[Point-per-instance localization data]
☆ ☆ ☆

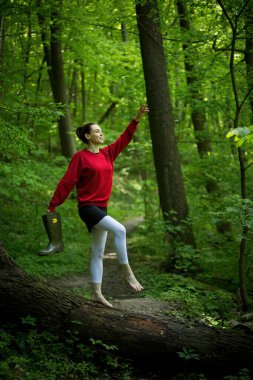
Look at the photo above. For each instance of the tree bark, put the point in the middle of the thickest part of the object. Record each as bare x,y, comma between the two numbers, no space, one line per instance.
249,53
148,340
166,156
53,56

☆ ☆ ☆

* [Task item]: Output a verbatim copy of all entries above; no pictures go in it.

* [Exercise result]:
Look at the photo above. For each instance of the tree bark, put the point in the middle of the thickest part of the object. Record each as bare x,y, comma between the two numbers, no space, one line per instance.
249,53
148,340
166,156
53,56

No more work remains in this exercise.